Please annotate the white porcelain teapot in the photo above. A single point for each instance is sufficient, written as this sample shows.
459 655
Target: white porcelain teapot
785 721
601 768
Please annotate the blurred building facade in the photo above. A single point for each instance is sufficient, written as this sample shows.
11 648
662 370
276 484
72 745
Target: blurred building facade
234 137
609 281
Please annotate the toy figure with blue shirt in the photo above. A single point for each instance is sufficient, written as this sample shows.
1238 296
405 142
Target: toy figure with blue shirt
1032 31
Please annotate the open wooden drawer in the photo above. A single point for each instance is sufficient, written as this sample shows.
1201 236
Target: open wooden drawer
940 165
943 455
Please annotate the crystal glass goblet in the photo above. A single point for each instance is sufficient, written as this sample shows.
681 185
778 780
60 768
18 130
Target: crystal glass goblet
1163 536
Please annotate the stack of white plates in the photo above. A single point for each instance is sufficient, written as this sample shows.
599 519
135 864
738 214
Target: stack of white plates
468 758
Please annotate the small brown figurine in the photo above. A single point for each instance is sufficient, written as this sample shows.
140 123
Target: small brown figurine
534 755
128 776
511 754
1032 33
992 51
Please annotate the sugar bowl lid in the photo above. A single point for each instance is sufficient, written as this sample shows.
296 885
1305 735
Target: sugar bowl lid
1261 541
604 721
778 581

**Task requirements**. Write out, word for word, every line from the one containing "Please annotate the toy" through the last line of the records above.

**Written answer**.
Please annotate the toy figure with blue shirt in the photo above. A single point for each instance is sufficient, written as this sample shows.
1238 296
405 142
Target: toy figure with blue shirt
1032 31
Please annotate the open wooden drawer in the photo above. A single point for each instance is sufficient, written as this sample shows.
1201 236
Target: open wooden drawer
940 165
943 455
Please annotate the crystal glass goblet in the photo above. A single point for each instance is sufficient, written as this sample shows.
681 185
778 780
60 768
18 130
Target: crystal glass goblet
1163 536
Please annotate the stack of white plates in the photo above. A single point for each instance is sufficient, written as this sample shows.
599 519
135 864
738 214
Target: stack of white plates
468 758
Please annotate the small brown figurine in the photo above. A single point for each instance is sufficient, written as this sample shows.
140 123
Target: small brown figurine
534 755
128 776
511 754
1032 33
992 51
Please annotate the sugar bowl lid in the photo above. A single point for each instance is sufficient, written as this sample shows.
296 885
1305 735
Target: sugar bowl lid
1261 541
604 721
778 581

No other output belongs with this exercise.